YOUR TASK: Tally the lines in the items below that contain the string "clicks" with case counting, and give only the number.

SUPPLIED MATERIAL Start Marker

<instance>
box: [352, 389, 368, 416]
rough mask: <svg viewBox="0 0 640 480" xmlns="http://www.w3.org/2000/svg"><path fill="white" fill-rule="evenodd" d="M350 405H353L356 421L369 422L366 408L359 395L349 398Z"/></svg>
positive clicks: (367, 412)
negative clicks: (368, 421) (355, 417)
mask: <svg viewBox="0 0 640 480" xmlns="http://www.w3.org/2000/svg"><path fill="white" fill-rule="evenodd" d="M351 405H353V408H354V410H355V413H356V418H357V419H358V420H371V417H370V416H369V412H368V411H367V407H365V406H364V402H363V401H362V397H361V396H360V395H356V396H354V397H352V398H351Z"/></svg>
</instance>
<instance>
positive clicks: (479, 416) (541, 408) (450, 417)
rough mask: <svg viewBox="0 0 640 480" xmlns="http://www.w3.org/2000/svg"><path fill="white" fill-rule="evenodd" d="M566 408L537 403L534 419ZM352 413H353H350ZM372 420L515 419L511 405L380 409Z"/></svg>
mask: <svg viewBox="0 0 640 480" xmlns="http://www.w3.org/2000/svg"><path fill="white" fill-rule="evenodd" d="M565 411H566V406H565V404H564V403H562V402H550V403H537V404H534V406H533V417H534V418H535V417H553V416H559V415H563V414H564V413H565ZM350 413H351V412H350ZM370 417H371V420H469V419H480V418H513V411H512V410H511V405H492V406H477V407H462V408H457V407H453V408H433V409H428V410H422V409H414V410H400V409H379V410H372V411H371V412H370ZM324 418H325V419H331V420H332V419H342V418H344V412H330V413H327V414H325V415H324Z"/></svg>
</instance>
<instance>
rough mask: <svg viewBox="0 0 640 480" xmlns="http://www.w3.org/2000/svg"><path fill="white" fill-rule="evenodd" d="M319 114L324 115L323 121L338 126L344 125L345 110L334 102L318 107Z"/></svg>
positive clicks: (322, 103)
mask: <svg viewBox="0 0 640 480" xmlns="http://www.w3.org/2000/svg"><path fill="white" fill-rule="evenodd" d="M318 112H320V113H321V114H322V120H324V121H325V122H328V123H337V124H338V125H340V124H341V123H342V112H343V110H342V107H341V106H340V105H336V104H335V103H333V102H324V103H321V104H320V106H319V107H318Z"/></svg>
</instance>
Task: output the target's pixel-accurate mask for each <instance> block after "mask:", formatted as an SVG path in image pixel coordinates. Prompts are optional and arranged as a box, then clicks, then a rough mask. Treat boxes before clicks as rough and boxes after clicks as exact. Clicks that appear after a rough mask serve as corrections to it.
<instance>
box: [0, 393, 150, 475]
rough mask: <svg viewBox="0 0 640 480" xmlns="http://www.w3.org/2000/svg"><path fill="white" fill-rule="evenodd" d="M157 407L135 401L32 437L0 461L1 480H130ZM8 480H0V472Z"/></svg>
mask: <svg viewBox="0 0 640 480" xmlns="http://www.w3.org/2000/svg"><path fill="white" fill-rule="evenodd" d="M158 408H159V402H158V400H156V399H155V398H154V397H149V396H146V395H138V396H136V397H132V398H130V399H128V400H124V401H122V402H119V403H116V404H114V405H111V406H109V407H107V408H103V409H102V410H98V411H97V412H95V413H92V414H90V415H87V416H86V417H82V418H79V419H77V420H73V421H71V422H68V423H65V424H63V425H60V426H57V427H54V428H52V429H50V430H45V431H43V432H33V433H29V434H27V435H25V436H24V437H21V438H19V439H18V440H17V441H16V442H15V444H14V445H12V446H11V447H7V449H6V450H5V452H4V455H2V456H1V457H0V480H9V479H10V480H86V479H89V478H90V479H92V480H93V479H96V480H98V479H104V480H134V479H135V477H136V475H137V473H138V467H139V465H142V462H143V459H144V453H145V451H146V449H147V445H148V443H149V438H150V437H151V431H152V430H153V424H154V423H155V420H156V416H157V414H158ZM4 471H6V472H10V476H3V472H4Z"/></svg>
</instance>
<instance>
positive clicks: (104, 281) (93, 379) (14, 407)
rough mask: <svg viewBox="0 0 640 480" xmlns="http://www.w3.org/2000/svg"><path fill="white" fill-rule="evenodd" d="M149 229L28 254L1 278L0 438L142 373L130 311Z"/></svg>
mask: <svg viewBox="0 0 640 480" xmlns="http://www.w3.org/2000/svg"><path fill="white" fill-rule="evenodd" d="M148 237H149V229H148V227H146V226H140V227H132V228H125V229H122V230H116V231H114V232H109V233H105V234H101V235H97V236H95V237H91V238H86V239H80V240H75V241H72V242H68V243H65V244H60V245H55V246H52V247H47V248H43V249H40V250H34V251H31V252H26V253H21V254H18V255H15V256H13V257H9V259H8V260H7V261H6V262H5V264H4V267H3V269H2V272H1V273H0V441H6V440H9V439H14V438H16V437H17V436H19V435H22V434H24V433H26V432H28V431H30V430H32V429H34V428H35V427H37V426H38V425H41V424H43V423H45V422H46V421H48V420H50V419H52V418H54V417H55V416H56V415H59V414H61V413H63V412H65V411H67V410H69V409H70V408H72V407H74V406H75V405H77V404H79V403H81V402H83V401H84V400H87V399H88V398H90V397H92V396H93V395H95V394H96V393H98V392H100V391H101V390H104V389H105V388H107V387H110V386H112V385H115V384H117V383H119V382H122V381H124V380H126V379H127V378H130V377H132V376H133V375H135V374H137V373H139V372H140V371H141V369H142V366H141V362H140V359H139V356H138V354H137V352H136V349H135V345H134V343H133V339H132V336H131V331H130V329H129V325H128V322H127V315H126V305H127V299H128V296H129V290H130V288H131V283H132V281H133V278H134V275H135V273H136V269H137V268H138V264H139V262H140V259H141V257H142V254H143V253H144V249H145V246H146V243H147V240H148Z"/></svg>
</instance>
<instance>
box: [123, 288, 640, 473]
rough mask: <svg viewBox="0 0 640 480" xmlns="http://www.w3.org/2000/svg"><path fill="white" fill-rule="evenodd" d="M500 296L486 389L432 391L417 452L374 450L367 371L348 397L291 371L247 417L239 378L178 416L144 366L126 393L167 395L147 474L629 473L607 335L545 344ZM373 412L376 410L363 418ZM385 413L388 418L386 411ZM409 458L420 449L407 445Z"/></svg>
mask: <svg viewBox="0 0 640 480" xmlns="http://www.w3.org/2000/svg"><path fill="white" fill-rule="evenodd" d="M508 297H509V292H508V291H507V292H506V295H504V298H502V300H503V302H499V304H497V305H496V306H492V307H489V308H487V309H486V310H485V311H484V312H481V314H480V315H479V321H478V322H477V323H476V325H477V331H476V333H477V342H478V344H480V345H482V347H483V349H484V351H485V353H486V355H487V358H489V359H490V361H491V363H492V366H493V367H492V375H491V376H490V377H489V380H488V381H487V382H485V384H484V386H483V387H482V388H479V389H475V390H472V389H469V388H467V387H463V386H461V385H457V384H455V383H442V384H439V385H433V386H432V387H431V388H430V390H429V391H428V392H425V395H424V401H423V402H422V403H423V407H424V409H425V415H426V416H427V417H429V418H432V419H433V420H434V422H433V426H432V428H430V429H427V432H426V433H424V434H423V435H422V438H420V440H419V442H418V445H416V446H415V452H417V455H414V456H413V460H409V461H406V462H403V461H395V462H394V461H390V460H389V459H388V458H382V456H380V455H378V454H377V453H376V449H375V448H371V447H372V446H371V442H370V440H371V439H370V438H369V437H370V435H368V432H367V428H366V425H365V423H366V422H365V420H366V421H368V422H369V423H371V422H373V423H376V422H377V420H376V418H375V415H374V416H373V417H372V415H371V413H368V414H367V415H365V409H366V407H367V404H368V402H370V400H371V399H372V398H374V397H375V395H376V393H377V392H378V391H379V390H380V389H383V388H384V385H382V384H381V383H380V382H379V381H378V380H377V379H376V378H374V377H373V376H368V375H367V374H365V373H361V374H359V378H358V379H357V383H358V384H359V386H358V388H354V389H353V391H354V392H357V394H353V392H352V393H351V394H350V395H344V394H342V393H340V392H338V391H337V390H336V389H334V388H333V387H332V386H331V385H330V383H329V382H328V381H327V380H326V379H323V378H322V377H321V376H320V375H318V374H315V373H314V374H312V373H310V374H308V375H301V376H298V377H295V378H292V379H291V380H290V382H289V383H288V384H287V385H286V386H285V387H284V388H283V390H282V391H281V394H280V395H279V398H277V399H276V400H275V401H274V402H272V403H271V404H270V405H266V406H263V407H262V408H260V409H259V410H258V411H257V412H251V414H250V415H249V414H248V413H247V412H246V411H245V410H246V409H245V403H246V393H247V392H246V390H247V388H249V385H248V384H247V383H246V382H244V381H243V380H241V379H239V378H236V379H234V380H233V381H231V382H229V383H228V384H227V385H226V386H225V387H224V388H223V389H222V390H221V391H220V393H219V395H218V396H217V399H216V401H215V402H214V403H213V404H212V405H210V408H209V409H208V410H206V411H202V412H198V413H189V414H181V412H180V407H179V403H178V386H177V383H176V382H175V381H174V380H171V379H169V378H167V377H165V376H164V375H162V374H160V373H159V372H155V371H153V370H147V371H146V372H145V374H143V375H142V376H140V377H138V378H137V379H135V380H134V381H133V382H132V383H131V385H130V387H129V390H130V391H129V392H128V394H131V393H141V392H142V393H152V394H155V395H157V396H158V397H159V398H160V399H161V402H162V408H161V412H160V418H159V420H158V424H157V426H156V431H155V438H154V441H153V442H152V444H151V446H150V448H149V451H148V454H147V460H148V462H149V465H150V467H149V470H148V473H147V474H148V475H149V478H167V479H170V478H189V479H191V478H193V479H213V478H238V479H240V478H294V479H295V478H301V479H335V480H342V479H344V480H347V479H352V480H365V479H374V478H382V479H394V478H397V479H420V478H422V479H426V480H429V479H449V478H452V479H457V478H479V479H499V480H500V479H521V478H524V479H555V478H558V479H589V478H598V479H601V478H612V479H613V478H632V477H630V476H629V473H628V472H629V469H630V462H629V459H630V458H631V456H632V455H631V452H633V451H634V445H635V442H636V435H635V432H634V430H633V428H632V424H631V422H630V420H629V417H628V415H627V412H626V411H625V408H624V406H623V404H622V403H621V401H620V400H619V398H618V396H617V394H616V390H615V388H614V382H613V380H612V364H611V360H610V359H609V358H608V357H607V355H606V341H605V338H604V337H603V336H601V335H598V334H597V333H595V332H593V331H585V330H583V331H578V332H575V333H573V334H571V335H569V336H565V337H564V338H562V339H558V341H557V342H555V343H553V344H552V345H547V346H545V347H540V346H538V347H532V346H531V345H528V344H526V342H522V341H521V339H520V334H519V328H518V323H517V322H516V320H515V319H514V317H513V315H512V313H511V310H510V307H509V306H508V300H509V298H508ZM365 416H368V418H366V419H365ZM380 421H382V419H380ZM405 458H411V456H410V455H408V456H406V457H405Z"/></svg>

SUPPLIED MATERIAL End Marker

FINISHED EXERCISE: 6